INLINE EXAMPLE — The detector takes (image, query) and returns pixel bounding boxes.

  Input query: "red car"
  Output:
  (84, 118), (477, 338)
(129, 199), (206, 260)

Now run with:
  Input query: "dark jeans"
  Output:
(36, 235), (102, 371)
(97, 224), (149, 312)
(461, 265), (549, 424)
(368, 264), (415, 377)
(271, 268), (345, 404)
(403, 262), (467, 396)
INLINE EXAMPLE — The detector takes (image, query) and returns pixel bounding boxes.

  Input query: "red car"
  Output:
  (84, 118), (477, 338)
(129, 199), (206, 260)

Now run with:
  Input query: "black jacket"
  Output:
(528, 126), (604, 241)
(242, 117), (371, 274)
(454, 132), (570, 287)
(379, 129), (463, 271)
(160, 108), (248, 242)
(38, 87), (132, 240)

= = = =

● **Objective**
Render the lines above as a numbered list, from the first one down to the line containing "(403, 262), (467, 396)", with both ends included and blank lines skipped.

● **Exercise answer**
1. INLINE EXAMPLE — The detector takes (image, query) and returns pixel bounding boxes.
2.   Input query: "red car"
3.   Output:
4.   (84, 118), (477, 338)
5. (129, 199), (206, 260)
6. Now run with:
7.   Input query: "dark jeans"
8.   Output:
9. (36, 235), (102, 371)
10. (97, 224), (149, 312)
11. (461, 265), (549, 424)
12. (368, 264), (415, 377)
13. (271, 268), (345, 404)
14. (403, 262), (467, 396)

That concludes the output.